== Data in this exercise

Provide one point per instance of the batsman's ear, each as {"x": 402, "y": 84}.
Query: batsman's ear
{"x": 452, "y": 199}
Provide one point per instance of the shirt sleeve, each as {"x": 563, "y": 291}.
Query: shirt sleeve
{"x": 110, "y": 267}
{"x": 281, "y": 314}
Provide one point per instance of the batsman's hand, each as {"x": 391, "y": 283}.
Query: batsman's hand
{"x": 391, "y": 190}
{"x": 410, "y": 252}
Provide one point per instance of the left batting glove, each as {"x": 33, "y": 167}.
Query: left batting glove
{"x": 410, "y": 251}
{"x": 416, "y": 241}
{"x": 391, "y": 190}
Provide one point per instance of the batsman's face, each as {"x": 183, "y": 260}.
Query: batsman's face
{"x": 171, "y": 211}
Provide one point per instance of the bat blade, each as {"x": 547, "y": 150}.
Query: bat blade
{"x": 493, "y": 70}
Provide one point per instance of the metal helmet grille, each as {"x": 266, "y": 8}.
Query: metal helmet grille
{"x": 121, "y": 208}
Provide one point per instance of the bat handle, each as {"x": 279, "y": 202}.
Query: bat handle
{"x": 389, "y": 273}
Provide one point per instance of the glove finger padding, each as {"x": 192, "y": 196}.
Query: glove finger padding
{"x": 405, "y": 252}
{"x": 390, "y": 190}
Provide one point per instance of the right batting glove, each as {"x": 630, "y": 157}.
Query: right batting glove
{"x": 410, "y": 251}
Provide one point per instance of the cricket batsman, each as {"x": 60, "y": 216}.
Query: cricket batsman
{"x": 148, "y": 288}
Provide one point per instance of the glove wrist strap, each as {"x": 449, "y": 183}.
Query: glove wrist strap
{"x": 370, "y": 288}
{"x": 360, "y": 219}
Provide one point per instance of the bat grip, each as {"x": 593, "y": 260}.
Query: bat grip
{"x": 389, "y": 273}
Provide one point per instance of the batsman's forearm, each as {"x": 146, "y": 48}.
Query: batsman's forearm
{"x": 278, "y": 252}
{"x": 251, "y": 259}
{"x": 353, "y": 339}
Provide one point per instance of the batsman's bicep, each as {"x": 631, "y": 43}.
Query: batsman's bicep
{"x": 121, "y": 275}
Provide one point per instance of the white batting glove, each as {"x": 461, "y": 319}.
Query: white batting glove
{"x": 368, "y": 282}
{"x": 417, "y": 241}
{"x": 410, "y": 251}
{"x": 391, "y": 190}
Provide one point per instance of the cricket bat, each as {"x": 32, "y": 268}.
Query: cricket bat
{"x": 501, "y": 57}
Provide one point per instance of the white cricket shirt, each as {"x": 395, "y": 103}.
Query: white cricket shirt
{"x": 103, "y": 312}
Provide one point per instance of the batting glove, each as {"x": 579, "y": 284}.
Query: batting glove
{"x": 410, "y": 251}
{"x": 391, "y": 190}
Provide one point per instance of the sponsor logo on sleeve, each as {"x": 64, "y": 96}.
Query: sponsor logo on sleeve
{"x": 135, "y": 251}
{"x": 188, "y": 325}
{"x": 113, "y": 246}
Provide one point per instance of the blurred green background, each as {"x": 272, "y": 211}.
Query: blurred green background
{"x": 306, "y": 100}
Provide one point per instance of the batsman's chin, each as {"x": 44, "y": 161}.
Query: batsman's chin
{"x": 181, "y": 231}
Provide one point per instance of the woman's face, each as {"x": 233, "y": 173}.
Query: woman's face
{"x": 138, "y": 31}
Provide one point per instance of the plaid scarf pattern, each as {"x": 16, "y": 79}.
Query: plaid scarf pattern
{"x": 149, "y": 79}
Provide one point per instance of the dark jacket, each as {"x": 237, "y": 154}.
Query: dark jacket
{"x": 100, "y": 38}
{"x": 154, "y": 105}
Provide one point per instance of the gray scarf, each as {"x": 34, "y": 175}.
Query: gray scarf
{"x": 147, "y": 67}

====

Description of the task:
The records above need to be duplicated. Keep every word unchanged.

The answer:
Provide one point per instance of the batsman's ear, each as {"x": 402, "y": 84}.
Query: batsman's ear
{"x": 452, "y": 199}
Provide one point per instance of the shirt sleeve, each as {"x": 563, "y": 291}.
Query: shirt sleeve
{"x": 110, "y": 267}
{"x": 281, "y": 314}
Provide one point per instance of the batsman's hand, each as {"x": 391, "y": 283}.
Query: batsman's hand
{"x": 391, "y": 190}
{"x": 410, "y": 252}
Provide one point per instance of the left batting glove, each as {"x": 33, "y": 167}.
Query: left batting glove
{"x": 410, "y": 251}
{"x": 416, "y": 241}
{"x": 391, "y": 190}
Provide one point per instance of the batsman's face, each as {"x": 183, "y": 260}.
Query: batsman's face
{"x": 171, "y": 211}
Provide one point per instance of the bat blade, each as {"x": 547, "y": 150}.
Query: bat blade
{"x": 493, "y": 70}
Provide one point per instance of the metal helmet grille, each as {"x": 266, "y": 8}.
Query: metal helmet grille
{"x": 121, "y": 208}
Provide one point per instance of the bat handle, each as {"x": 279, "y": 202}.
Query: bat handle
{"x": 389, "y": 273}
Provide one point per instance of the glove finger padding, each as {"x": 192, "y": 196}.
Query: glove finger padding
{"x": 405, "y": 252}
{"x": 390, "y": 190}
Provide one point per instance of the right batting glove, each as {"x": 630, "y": 157}.
Query: right batting glove
{"x": 410, "y": 251}
Provide one point per instance of the cricket batsman, each as {"x": 60, "y": 216}.
Query: cricket batsman
{"x": 148, "y": 288}
Provide one point per instance of the glove wrist strap, each as {"x": 449, "y": 183}.
Query: glove wrist strap
{"x": 370, "y": 288}
{"x": 360, "y": 219}
Provide one point per instance of the bat grip, each as {"x": 593, "y": 260}.
Query: bat grip
{"x": 389, "y": 273}
Provide one point per instance of the batsman's forearm, each as {"x": 146, "y": 48}.
Query: batsman's forearm
{"x": 278, "y": 252}
{"x": 251, "y": 259}
{"x": 353, "y": 339}
Provide one point per instance of the batsman's bicep, each as {"x": 631, "y": 43}.
Query: batsman's bicep
{"x": 121, "y": 275}
Provide one point per instance of the white batting glove, each as {"x": 461, "y": 319}.
Query: white batting glove
{"x": 368, "y": 282}
{"x": 417, "y": 241}
{"x": 410, "y": 251}
{"x": 391, "y": 190}
Provide one point per instance of the cricket bat, each as {"x": 32, "y": 268}.
Query: cricket bat
{"x": 501, "y": 57}
Provide one point per instance of the white cricket shirt, each as {"x": 395, "y": 103}.
Query: white cricket shirt
{"x": 103, "y": 312}
Provide one point per instance of the batting glove, each as {"x": 579, "y": 284}.
Query: batting glove
{"x": 410, "y": 251}
{"x": 391, "y": 190}
Provide one point per instance of the sponsor logo on sleeve, each as {"x": 64, "y": 96}.
Query: sponsor logo on sleeve
{"x": 135, "y": 251}
{"x": 188, "y": 325}
{"x": 113, "y": 246}
Provide one point per instance of the blurred green background, each as {"x": 272, "y": 211}.
Query: blurred green background
{"x": 306, "y": 100}
Provide one point per instance of the batsman's chin, each as {"x": 44, "y": 161}.
Query: batsman's chin
{"x": 181, "y": 231}
Provide one point per instance of the woman's face, each as {"x": 233, "y": 173}.
Query: woman's face
{"x": 138, "y": 31}
Provide one point per instance of the plaid scarf pattern, each as {"x": 16, "y": 79}.
Query: plaid scarf pattern
{"x": 149, "y": 79}
Provide one point per instance of the dark jacket, each as {"x": 237, "y": 154}.
Query: dark jacket
{"x": 100, "y": 38}
{"x": 154, "y": 105}
Provide one point per instance of the gray scarf, each as {"x": 34, "y": 175}.
Query: gray scarf
{"x": 147, "y": 67}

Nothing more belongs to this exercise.